◆ Fragmento extraído ◆
----
Las buenas clases de danzón que imparten los laureados maestros de excelencia inquietan y se disfrutan desde antes de sus inicios. Los alumnos deseosos de aprender, felices, dignos y gallardos se apresuran para llegar al recinto; sus oídos se muestran anhelantes de escuchar danzones; los pies se ponen ávidos y ansiosos de entrar en acción; los ojos inquietos, joviales y gentiles afinan sus pupilas para recrearse y admirar las nuevas figuras hechas por los maestros para que  las aprendan los alumnos.
----
◆ Registros ◆
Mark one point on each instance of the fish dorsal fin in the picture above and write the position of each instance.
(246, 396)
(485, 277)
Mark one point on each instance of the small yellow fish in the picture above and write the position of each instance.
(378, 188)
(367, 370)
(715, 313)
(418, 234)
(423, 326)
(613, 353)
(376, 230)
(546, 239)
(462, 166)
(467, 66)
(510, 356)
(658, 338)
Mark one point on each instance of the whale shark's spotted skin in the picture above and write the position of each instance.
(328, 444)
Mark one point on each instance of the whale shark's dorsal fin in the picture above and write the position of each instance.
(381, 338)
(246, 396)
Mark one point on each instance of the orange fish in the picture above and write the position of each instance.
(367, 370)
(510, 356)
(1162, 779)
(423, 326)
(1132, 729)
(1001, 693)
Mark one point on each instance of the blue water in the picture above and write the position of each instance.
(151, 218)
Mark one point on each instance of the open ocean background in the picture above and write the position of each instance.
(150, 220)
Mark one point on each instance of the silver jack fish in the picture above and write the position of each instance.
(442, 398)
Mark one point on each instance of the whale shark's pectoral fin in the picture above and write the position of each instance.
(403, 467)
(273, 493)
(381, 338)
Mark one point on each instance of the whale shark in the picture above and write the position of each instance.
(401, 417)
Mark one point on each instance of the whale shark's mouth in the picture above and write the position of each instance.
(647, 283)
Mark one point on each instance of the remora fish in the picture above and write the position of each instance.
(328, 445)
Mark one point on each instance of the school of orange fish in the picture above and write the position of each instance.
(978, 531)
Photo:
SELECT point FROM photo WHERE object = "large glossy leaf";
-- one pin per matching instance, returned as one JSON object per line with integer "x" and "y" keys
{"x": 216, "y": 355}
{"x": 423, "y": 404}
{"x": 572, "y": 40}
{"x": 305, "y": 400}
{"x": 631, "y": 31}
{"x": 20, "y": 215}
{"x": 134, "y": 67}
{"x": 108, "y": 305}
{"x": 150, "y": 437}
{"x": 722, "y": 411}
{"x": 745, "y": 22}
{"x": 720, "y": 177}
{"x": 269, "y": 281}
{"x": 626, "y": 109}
----
◆ Ejercicios ◆
1. Según el fragmento sobre las clases de danzón, ¿quiénes imparten las buenas clases?
2. Por favor, transcribe del fragmento sobre las clases de danzón el pasaje que va desde "Las buenas clases" hasta "aprendan los alumnos.", ambos incluidos.
Los registros provienen de una fuente distinta.

◆ Respuestas por ejercicio ◆
1. Los laureados maestros de excelencia.

2.
Las buenas clases de danzón que imparten los laureados maestros de excelencia inquietan y se disfrutan desde antes de sus inicios. Los alumnos deseosos de aprender, felices, dignos y gallardos se apresuran para llegar al recinto; sus oídos se muestran anhelantes de escuchar danzones; los pies se ponen ávidos y ansiosos de entrar en acción; los ojos inquietos, joviales y gentiles afinan sus pupilas para recrearse y admirar las nuevas figuras hechas por los maestros para que  las aprendan los alumnos.